(Data items)

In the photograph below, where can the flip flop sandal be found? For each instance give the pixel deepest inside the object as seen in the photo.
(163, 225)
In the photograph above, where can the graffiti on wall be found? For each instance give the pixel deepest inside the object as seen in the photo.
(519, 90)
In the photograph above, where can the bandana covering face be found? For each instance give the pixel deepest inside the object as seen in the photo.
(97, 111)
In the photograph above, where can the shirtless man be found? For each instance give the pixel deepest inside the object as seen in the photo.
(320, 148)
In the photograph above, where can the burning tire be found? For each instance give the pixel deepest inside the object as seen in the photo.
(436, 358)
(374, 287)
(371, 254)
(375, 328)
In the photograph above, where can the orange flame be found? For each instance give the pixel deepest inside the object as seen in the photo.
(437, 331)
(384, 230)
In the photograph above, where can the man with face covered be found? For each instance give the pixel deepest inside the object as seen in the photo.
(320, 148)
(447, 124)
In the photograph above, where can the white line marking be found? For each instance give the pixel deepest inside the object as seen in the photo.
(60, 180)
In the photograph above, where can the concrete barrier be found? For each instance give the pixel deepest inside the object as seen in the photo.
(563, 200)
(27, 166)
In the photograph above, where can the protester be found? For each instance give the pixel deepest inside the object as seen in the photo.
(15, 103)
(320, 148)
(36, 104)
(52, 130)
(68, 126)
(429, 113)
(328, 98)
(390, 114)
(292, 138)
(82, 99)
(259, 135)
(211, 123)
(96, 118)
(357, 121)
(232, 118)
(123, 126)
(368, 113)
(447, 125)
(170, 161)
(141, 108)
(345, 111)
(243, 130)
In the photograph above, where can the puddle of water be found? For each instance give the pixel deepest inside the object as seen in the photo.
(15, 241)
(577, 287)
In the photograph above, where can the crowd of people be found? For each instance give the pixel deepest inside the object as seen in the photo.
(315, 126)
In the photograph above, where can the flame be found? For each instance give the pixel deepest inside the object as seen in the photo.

## Challenge
Duplicate the stretch from the line containing "In the photograph above, where can the protester" through the last line, keeping every line unchanged.

## Written solution
In the photograph above, where can the protester be found? For each instance give the pixel deepest inside the object as seen in the photo.
(15, 103)
(320, 148)
(36, 104)
(52, 130)
(68, 126)
(429, 113)
(328, 98)
(390, 114)
(292, 138)
(82, 99)
(259, 135)
(211, 123)
(96, 118)
(357, 121)
(232, 118)
(123, 126)
(368, 113)
(447, 125)
(170, 161)
(141, 108)
(345, 111)
(243, 130)
In the photograph above, where can the puddle of water be found? For each instance give the pixel deepest inside the object as seen in the photo.
(15, 241)
(577, 287)
In the photograph above, where can the crowd of people be found? For each instance give the pixel deepest inside the object as seen in the photo.
(315, 126)
In the photograph above, where can the flame be found? For each instance give the pixel deepest inside the object as seen in the photo.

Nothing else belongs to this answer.